Please write out the listing exactly, leaving each picture out.
********
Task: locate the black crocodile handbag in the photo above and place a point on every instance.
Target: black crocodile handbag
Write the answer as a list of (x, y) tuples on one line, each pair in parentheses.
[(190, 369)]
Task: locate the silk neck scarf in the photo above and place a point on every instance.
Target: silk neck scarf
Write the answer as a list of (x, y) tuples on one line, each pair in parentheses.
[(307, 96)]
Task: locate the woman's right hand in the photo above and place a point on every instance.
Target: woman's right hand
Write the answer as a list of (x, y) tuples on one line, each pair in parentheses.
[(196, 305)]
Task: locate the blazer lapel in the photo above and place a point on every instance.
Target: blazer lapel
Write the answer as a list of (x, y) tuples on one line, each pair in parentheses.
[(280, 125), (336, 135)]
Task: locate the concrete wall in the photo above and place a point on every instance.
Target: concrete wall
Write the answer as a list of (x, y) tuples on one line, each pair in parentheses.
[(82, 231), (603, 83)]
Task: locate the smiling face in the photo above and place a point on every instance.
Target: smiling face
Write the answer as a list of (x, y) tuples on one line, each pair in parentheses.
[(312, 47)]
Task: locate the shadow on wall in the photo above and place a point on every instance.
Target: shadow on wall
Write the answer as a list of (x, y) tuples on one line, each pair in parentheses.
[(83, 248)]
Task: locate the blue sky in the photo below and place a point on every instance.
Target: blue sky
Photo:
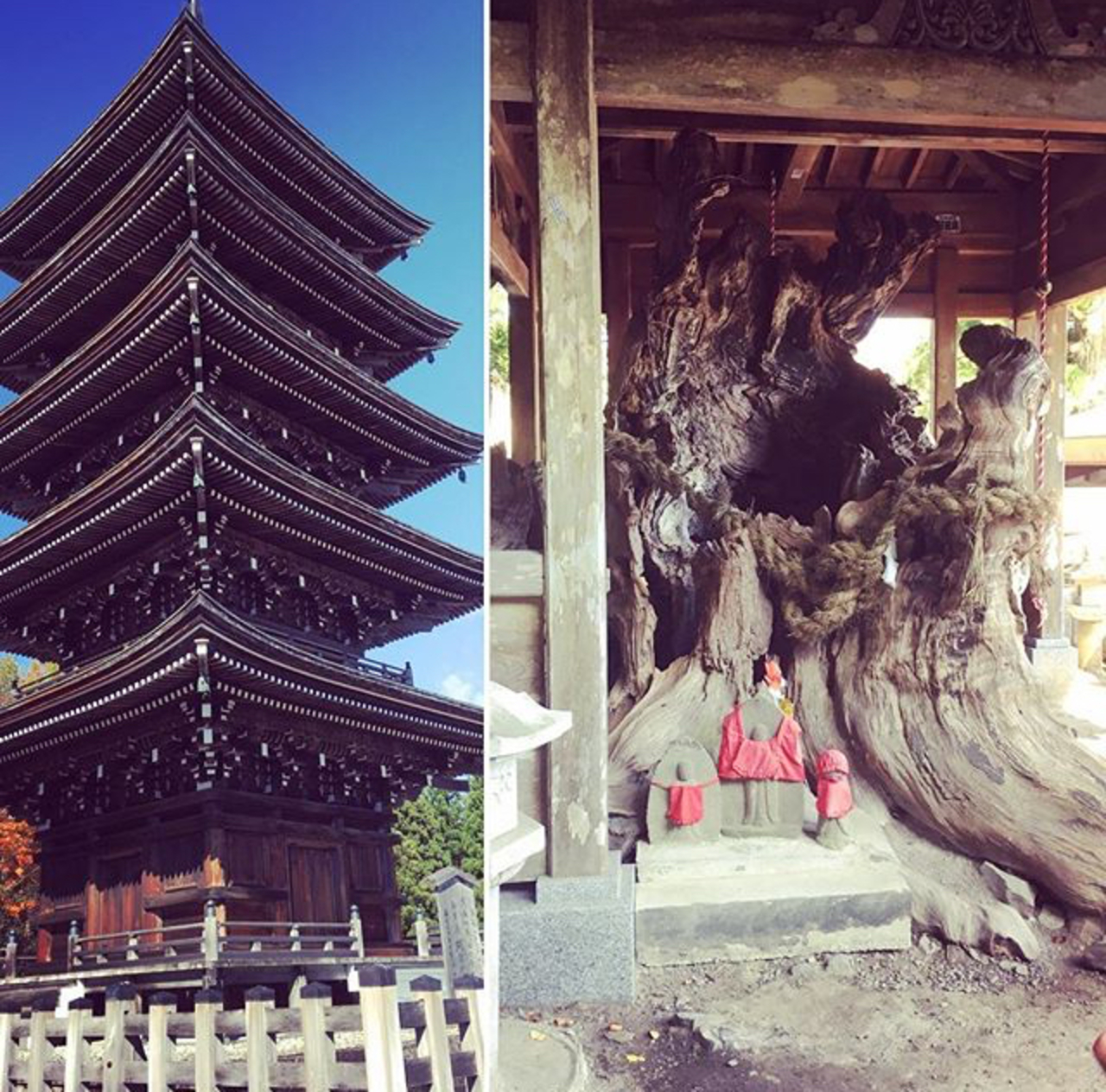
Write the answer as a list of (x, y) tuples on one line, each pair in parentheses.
[(396, 91)]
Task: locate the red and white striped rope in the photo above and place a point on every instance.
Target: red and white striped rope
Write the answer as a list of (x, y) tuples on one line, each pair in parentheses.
[(1043, 289), (773, 196)]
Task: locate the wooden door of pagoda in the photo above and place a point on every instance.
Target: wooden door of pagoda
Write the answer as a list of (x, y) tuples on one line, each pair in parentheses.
[(115, 900), (315, 883)]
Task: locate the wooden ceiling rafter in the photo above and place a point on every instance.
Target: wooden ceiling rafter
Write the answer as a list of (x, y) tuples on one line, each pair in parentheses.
[(798, 163), (917, 167)]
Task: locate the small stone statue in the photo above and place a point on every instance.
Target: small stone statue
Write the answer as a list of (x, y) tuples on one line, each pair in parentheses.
[(761, 765), (834, 800), (683, 800)]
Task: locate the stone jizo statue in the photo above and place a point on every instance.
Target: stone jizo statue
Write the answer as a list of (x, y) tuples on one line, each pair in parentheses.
[(836, 799), (760, 765), (683, 796)]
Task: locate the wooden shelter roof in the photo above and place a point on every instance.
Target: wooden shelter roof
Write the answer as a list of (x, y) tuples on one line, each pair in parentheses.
[(188, 74), (144, 498), (204, 649), (190, 188), (146, 354)]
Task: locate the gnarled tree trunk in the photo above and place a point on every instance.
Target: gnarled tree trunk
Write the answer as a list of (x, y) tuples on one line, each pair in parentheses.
[(759, 481)]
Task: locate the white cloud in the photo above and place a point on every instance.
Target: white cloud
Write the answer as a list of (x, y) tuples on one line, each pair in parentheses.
[(461, 688)]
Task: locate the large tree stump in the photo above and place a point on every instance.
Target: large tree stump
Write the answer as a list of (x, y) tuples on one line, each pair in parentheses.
[(758, 478)]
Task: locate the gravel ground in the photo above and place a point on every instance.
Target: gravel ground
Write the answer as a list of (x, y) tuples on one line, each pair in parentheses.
[(928, 1019)]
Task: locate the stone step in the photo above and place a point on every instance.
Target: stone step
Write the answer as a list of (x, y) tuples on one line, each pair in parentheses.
[(798, 901)]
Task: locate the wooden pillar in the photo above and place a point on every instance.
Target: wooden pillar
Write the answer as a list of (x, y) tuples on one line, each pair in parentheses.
[(616, 294), (524, 379), (572, 416), (946, 295), (1055, 625)]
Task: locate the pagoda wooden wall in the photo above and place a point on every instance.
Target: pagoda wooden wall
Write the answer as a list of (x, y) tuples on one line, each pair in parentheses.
[(259, 859)]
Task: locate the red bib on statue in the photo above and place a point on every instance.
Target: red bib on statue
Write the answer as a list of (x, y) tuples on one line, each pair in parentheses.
[(684, 805)]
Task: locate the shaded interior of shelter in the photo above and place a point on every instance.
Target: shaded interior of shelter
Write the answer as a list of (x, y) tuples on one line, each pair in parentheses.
[(983, 186)]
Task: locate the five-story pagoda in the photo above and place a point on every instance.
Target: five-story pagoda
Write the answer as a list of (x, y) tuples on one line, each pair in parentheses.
[(205, 447)]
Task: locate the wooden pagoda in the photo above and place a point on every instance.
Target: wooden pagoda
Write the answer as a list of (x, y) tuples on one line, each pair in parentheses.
[(205, 447)]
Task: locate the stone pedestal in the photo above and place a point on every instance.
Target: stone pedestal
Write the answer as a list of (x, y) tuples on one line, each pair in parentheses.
[(568, 940), (518, 727), (1055, 660), (763, 898)]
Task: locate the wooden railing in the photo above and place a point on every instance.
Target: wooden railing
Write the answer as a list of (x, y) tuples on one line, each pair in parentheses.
[(209, 942), (213, 941), (382, 670), (385, 1044)]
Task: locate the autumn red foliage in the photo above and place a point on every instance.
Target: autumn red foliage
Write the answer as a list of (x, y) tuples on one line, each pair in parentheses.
[(19, 873)]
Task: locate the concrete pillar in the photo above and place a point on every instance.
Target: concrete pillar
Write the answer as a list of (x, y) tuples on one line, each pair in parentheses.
[(572, 411), (946, 297)]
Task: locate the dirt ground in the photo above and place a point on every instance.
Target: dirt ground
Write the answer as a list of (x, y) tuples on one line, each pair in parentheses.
[(915, 1021)]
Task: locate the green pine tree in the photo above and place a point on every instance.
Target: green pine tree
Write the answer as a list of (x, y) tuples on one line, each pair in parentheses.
[(437, 829)]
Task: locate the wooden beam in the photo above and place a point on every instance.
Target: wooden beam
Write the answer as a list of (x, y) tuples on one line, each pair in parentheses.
[(616, 293), (990, 171), (646, 66), (734, 129), (946, 304), (571, 349), (917, 166), (988, 220), (798, 165), (1085, 451), (875, 163), (506, 263), (956, 169)]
********
## Response area
Task: locate the black crocodile handbag in the photo above and place a point on every instance.
Target: black crocodile handbag
Write the answer as a list of (x, y) tuples on one line, each pair in parentheses.
[(190, 369)]
Task: locate the silk neck scarf in the photo above and place a point on every instance.
Target: silk neck scarf
Write the answer as a list of (x, y) tuples on one line, each pair in parentheses.
[(307, 96)]
Task: locate the woman's right hand in the photo above and place a point on every instance.
Target: woman's right hand
Write the answer as a list of (x, y) tuples on one line, each pair in parentheses.
[(196, 305)]
Task: locate the blazer lapel in the photo above and place a point on every instance.
Target: blazer lapel
Write the answer as a list of (x, y) tuples on one line, each pair in parentheses.
[(280, 125), (336, 135)]
Task: locate the concrete wall in the photo above and place a point on every instance.
Target: concrete wall
Write the answer as a list of (x, y) tuples on one line, each pair in parentheses.
[(82, 231), (603, 83)]
Task: locate the smiling face in the photo above and place a point on every instance.
Target: smiling face
Write the answer as a list of (x, y) tuples on one line, each pair in parentheses.
[(312, 47)]
Task: locate the shadow on wall in the photo above and place a point on every instance.
Target: shadow on wall
Write the answer as a list of (x, y) tuples on one line, each pair in parentheses.
[(83, 248)]
Task: locate the blue sky in the photo below and place a point on every instance.
Target: blue sky
Photo:
Write the answer as a list of (x, y) tuples on one line, each pair in parentheses.
[(396, 91)]
Task: locate the red and white striped rope in the photo above and place a point on every instance.
Target: red and white striped rope
Write the answer as a list of (x, y) tuples on one line, each pair in parentheses.
[(1043, 289), (773, 196)]
Task: locate the wooden door of pagoda in the photo above and place a point on every instance.
Target: wooden door of pagoda
Write the answer as a list of (x, y) tuples on one line, each pair in parentheses.
[(115, 900), (315, 883)]
Task: locate the wooden ceiling rafter in the photo above and place a point on every instance.
Target: wooden ceiling rafter
Write the answer as a list of (x, y) tuples on one line, each pair in parentheses.
[(798, 163), (917, 167)]
Task: locate the small stone statue in the photo above and place a point on every instance.
Target: small stone statue
Write the answer as a list of (x, y) tuples on one line, each pair in parentheses.
[(761, 765), (834, 800), (683, 800)]
Task: locate the stone jizo statue in the photo above and place a point on every instance.
Target: stone jizo statue
Write the answer as a list of (x, y) tuples on one line, each pair in parentheses.
[(836, 799), (760, 765), (683, 796)]
Task: locate the wooden shelter roof in the photo above and place a point on every instance.
Target: wooden shelter roof
Write the answer as a list of (x, y) tuples on one line, each pair in parentheses.
[(188, 74), (144, 498), (204, 649), (190, 188), (146, 354)]
Task: locate the gnarled tree trunk in the photo above and place a point on every instance.
Target: gnarled tree trunk
Write the answer as a list of (x, y) tuples on one line, each pair in parentheses.
[(759, 481)]
Task: locate the white cloud in the photo above and place a point on every instance.
Target: white cloud
Write the answer as a list of (x, y) tuples on one line, each pair in parentheses.
[(461, 688)]
Task: locate the large tree stump in the photo above and place a point on every instance.
Target: large tree stump
Write the answer as a list of (x, y) tuples on one line, each pair in parentheses.
[(758, 478)]
Task: locate the gravel ground in the photo above and place a point on every instance.
Target: gravel ground
Write the answer as a list of (x, y) tuples on one line, each pair in parentheses.
[(928, 1019)]
Task: locate the stone step in the photo above and place a point on every instance.
Target: stone step
Write the answer as a list of (x, y) tuples on one line, each pair in parentheses.
[(798, 901)]
Task: locate the wooden pillar in the photo above and place a point on every instance.
Target: wooden pillar
Write the answer as a list of (x, y) tuples on one line, each pair in parentheses.
[(616, 294), (524, 379), (572, 416), (946, 295), (1055, 625)]
Task: locate the pagoda wooden wall in the photo above and place a point on every instance.
Target: pagoda wooden wall
Write the answer as a list of (x, y) tuples on one line, each pair in parentheses.
[(259, 859)]
Task: locate the red bib on statue in the photo above and place a point on every instance.
Target: red bib on statue
Write the answer as a list of (x, y) tuples on one line, each pair in parentheses.
[(684, 805)]
Task: locate the shaded interior of shelter in the photo above and place a point on every instance.
Target: shaded interior of shelter
Write the answer as a list of (x, y) tuples on one line, each pair in parentheses.
[(983, 186)]
Task: locate the five-story pagoda in the photo above and place a point on every instance.
Target: five-story pagoda
Write the answer as a list of (x, y) tuples on one line, each pair in parentheses.
[(205, 447)]
Task: locate the wooden pagoda in the photo above and place a point on every instance.
Target: wooden pagoda
Write the answer as a list of (x, y) tuples on one line, each pair in parentheses.
[(205, 447)]
Task: locate the stone pedestal in the photo above and place a point on every instance.
Target: stone pedestal
Write the answer as a list of (x, y) tuples on one line, each pair in parentheses.
[(568, 940), (518, 727), (1055, 660), (763, 898)]
Task: locate the wooden railing in the photo above and place a point on every instance.
Target: wooden railing
Write the answer as a list of (x, y) tuples on one line, each pair in parentheses.
[(209, 942), (213, 941), (382, 670), (385, 1044)]
Task: locate the autumn red foliage in the photo above and place a point on every instance.
Target: autumn red foliage
Write the answer as a list of (x, y) tuples on one line, each pair in parentheses.
[(19, 873)]
Task: locate the concrete pillar in the photo above and place a point on every instance.
Target: concrete pillar
Write the answer as a list of (x, y) tuples on one line, each pair in parentheses.
[(572, 411), (946, 297)]
Task: locate the dirt ground in the photo above and place a point on every instance.
Target: dirt ground
Write the answer as a list of (x, y) tuples on one line, each pair in parentheses.
[(915, 1021)]
Task: locate the green pine tree in the photo above and place a point on every instance.
Target: green pine tree
Write the answer as a list of (x, y) tuples on one line, each pair in parentheses.
[(437, 829)]
Task: locate the wooden beam in the photo above and place a point on every instance.
Target: wooden beam
Write the answer as a list of (x, y) tuples on one line, each pair in parentheses.
[(616, 293), (990, 171), (646, 66), (734, 129), (946, 304), (571, 349), (917, 166), (988, 220), (798, 165), (1085, 451), (875, 163), (506, 263), (956, 169)]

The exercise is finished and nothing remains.